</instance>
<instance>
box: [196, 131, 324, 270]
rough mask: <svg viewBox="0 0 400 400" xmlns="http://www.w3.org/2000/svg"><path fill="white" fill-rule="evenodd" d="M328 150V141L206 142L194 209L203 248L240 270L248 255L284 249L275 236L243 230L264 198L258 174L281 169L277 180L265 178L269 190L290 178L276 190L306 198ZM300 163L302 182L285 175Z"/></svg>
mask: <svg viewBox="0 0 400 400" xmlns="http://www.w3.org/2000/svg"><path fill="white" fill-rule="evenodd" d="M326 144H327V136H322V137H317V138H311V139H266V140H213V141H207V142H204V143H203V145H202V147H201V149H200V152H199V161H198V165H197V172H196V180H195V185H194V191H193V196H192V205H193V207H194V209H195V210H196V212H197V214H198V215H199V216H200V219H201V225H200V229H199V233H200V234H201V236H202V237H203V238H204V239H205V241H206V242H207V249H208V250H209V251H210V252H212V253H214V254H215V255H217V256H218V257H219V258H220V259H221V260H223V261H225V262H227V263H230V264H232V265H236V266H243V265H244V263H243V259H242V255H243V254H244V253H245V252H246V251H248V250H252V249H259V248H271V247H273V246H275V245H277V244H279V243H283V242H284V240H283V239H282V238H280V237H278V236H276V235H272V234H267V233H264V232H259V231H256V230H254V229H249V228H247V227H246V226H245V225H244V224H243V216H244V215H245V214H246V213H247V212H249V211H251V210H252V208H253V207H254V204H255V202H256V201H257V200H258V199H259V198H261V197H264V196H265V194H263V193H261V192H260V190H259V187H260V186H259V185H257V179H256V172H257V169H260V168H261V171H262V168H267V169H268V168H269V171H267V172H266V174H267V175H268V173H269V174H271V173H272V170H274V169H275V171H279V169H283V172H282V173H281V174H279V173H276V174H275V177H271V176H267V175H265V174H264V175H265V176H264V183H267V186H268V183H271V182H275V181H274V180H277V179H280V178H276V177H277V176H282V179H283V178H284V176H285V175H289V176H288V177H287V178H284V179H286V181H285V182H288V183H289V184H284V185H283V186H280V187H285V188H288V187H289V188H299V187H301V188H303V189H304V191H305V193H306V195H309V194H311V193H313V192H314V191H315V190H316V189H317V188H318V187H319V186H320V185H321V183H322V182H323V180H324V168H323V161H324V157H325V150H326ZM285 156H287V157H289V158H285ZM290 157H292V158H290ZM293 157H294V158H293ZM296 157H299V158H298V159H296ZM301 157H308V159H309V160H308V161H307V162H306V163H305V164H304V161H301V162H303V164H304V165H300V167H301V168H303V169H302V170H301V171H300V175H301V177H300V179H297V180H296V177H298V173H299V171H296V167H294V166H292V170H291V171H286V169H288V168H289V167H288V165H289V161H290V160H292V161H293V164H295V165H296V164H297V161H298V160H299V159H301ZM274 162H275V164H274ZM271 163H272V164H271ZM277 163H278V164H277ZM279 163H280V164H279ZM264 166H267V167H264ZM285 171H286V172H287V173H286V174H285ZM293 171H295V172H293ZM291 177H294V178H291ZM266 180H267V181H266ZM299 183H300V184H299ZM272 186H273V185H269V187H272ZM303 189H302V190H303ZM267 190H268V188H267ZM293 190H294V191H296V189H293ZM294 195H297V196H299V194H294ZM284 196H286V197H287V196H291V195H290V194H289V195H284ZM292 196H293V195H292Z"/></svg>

• • • • • • •

• Work instructions
Can you render every line of the data above as a Markdown table with the columns Row and Line, numbering each row and leaving out blank lines?

• Exercise output
| Row | Line |
|---|---|
| 1 | </instance> |
| 2 | <instance> |
| 3 | box: [196, 131, 324, 270] |
| 4 | rough mask: <svg viewBox="0 0 400 400" xmlns="http://www.w3.org/2000/svg"><path fill="white" fill-rule="evenodd" d="M328 150V141L206 142L194 209L203 248L240 270L248 255L284 249L275 236L243 230L264 198L258 174L281 169L277 180L265 178L269 190L290 178L276 190L306 198ZM300 163L302 182L285 175Z"/></svg> |
| 5 | mask: <svg viewBox="0 0 400 400" xmlns="http://www.w3.org/2000/svg"><path fill="white" fill-rule="evenodd" d="M326 144H327V136H322V137H317V138H311V139H266V140H213V141H207V142H204V143H203V145H202V147H201V149H200V152H199V161H198V165H197V172H196V180H195V185H194V191H193V196H192V205H193V207H194V209H195V210H196V212H197V214H198V215H199V216H200V219H201V225H200V229H199V233H200V234H201V236H202V237H203V238H204V239H205V241H206V242H207V249H208V250H209V251H210V252H212V253H214V254H215V255H217V256H218V257H219V258H220V259H221V260H223V261H225V262H227V263H230V264H232V265H236V266H243V265H244V263H243V259H242V255H243V254H244V253H245V252H246V251H248V250H252V249H259V248H271V247H273V246H275V245H277V244H279V243H283V242H284V240H283V239H282V238H280V237H278V236H276V235H272V234H267V233H264V232H259V231H256V230H254V229H249V228H247V227H246V226H245V225H244V224H243V216H244V215H245V214H246V213H247V212H249V211H251V210H252V208H253V207H254V204H255V202H256V201H257V200H258V199H259V198H261V197H264V196H265V194H263V193H261V192H260V190H259V187H260V186H259V185H257V179H256V172H257V169H260V168H261V171H262V168H267V169H268V168H269V171H267V172H266V174H267V175H268V173H269V174H271V173H272V170H274V169H275V171H279V169H283V172H282V173H281V174H279V173H276V174H275V177H271V176H267V175H265V174H264V175H265V176H264V183H267V186H268V183H271V182H275V181H274V180H277V179H280V178H276V177H277V176H282V179H283V178H284V176H285V175H289V176H288V177H287V178H284V179H286V181H285V182H288V183H289V184H284V185H283V186H280V187H285V188H288V187H289V188H299V187H301V188H303V189H304V191H305V193H306V195H309V194H311V193H313V192H314V191H315V190H316V189H317V188H318V187H319V186H320V185H321V183H322V182H323V180H324V168H323V161H324V157H325V150H326ZM285 156H287V157H289V158H285ZM290 157H292V158H290ZM293 157H294V158H293ZM296 157H299V158H298V159H296ZM301 157H308V159H309V160H308V161H307V162H306V163H305V164H304V161H301V162H303V164H304V165H300V167H301V168H303V169H302V170H301V171H300V175H301V177H300V179H297V180H296V177H298V173H299V171H296V167H294V166H292V170H291V171H286V169H288V168H289V167H288V165H289V161H290V160H292V161H293V164H295V165H296V164H297V161H298V160H299V159H301ZM274 162H275V164H274ZM271 163H272V164H271ZM277 163H278V164H277ZM279 163H280V164H279ZM264 166H267V167H264ZM285 171H286V172H287V173H286V174H285ZM293 171H295V172H293ZM291 177H294V178H291ZM266 180H267V181H266ZM299 183H300V184H299ZM272 186H273V185H269V187H272ZM303 189H302V190H303ZM267 190H268V188H267ZM293 190H294V191H296V189H293ZM294 195H297V196H299V194H294ZM284 196H286V197H287V196H291V195H290V194H289V195H284ZM292 196H293V195H292Z"/></svg> |